Everything from the line holding "roof in the photo above." through the last line below must be repeated exactly, and nothing else.

### Extracted material
····················

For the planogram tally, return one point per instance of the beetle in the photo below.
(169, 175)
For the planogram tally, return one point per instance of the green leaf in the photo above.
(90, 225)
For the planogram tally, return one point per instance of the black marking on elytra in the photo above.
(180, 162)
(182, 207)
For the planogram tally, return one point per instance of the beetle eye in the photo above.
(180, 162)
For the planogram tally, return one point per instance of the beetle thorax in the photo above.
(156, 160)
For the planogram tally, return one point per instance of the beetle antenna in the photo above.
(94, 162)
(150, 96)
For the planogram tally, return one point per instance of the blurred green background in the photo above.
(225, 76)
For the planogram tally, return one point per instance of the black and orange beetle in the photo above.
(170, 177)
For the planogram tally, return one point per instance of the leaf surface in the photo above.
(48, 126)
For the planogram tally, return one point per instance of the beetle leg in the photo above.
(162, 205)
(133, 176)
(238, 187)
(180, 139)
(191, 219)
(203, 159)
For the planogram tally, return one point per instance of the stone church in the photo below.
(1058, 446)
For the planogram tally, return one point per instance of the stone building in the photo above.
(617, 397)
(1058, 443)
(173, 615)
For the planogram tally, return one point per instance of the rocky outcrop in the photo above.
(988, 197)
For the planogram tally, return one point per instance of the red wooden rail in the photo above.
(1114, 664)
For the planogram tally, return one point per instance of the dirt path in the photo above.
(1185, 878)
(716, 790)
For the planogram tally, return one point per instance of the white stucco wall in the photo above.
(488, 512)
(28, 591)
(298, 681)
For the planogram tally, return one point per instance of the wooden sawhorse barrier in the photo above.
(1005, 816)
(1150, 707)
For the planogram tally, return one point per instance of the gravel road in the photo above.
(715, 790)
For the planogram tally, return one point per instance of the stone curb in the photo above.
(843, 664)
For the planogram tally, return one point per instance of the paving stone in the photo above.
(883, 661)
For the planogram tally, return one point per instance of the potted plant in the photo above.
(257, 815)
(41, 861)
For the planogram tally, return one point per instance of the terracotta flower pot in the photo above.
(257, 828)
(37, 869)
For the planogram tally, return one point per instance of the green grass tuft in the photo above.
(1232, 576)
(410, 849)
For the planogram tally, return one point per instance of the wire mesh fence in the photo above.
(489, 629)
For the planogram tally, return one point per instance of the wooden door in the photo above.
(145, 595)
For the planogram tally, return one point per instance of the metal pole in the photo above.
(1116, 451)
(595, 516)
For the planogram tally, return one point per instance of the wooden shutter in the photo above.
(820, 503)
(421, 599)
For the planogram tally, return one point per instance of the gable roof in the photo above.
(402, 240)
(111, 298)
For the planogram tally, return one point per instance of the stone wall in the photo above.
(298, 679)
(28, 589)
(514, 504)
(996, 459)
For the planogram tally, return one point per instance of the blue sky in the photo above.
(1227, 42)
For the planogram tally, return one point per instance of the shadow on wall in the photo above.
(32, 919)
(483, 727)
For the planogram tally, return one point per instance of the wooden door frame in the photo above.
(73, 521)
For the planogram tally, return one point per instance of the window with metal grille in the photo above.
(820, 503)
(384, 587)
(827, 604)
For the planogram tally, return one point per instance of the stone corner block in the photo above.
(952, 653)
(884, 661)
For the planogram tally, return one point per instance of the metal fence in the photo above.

····················

### The reply
For the planogram tally, return one point per instance of the gable roof in the photo above.
(402, 240)
(111, 298)
For the planogram tally, return one point per instance of the stone wall in the photo above.
(298, 679)
(28, 589)
(514, 504)
(996, 459)
For the planogram tally, return one point per instance of the blue sky in the photo above.
(1227, 42)
For the planogram tally, return one point per instance of the shadow on wall in the photo above.
(32, 919)
(483, 727)
For the planogram tally, return one point per instance of the wooden door frame in the photo above.
(73, 521)
For the planogram tally, return one point per instance of the window with metal grille in the photo above.
(820, 503)
(384, 587)
(827, 604)
For the planogram tally, return one point per instance of the stone corner block in the photo above.
(952, 653)
(884, 661)
For the planogram tally, return one point per instance of the metal fence in the photo above.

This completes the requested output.